__GIVEN PASSAGE__.

start

Maybe I wouldn’t have left the group if I’d been having sex with one of them. To be really safe, maybe I should have been shagging them all. The only trouble is, gee whiz, I’m not that way inclined. As Sam Kinnison, the American stand-up comedian used to say, ‘I can’t stand the hairy backs.’

So I guess you can reach the conclusion that I wasn’t enjoying the company of Messrs Black, Burnel and Greenfield any more. When we first got together, we were finding out so much about each other. There was always something to ponder over and be curious about. I suppose we had got to know each other so well by 1990 that there was nothing left to find out, or nothing left that I was interested in. To spend sixteen years with one person is quite an achievement. I’d spent it with all three of them.

We had been working continuously together for all those years by the time I left and I remember one moment when the passage of time became a realization. We had returned to The 100 Club in Oxford Street, London, to play a secret gig prior to a tour, having last played there some seven or eight years previously. I found myself there in the afternoon while Jet was setting his drums up. I heard him laughing to himself. He was sitting on his drum stool and had recalled the last gig we’d played there all those years before. He’d remembered taking his watch off and finding a space in a brick wall beside him in which to put it. He had then forgotten about it until that moment and had checked the spot. Not only was the watch still there, but it was still keeping time. Passage of time is barely perceptible unless you can see that something has changed. The trouble is that The 100 Club still looks more or less the same as it did in the Sixties.

By contrast, I was a regular at another Soho club just round the corner, The Marquee, which no longer exists. It was there that I saw The Who, The Yardbirds (with Beck, Page and Clapton all playing together in the same line-up on one occasion), The Spencer Davis Group, and my favourites, The Graham Bond Organisation, with Graham Bond on organ, mellotron and soprano sax, Dick Heckstall-Smith on sax, Jack Bruce on bass and Ginger Baker on drums (they had tried out John McGoughlin on guitar but had sacked him). Then there was The Mark Leeman Five and The Action.

end

Repeat word for word the stretch of the passage about leaving the band from "So I guess you" through "three of them.".

__SUPPLIED RECORDS__.
start

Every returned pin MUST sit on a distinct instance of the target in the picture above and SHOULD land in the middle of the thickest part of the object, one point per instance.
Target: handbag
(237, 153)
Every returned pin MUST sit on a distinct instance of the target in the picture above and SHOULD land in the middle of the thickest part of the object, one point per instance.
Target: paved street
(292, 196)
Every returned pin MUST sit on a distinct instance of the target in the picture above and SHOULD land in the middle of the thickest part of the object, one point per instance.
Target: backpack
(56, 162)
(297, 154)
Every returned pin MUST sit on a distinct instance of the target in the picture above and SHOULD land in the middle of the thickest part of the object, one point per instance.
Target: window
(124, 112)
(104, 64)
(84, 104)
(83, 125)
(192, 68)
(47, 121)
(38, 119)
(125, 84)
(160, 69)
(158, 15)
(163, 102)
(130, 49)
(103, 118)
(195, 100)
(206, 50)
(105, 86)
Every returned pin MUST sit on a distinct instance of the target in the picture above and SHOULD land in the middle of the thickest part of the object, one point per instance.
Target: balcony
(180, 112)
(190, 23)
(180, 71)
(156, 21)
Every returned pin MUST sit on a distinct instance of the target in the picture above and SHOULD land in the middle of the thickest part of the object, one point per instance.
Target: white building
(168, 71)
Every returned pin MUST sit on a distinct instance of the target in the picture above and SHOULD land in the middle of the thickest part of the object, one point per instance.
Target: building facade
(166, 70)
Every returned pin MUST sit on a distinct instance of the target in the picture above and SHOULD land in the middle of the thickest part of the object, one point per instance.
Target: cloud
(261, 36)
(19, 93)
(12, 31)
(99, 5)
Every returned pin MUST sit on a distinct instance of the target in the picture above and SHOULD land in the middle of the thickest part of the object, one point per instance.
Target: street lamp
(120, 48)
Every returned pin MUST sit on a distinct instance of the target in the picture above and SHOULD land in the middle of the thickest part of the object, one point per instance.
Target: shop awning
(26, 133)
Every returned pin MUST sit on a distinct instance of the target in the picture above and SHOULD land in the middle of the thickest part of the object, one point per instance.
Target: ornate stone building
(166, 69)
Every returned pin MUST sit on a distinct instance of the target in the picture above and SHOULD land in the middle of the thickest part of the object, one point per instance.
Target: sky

end

__OUTPUT OF THE TASK__.
So I guess you can reach the conclusion that I wasn’t enjoying the company of Messrs Black, Burnel and Greenfield any more. When we first got together, we were finding out so much about each other. There was always something to ponder over and be curious about. I suppose we had got to know each other so well by 1990 that there was nothing left to find out, or nothing left that I was interested in. To spend sixteen years with one person is quite an achievement. I’d spent it with all three of them.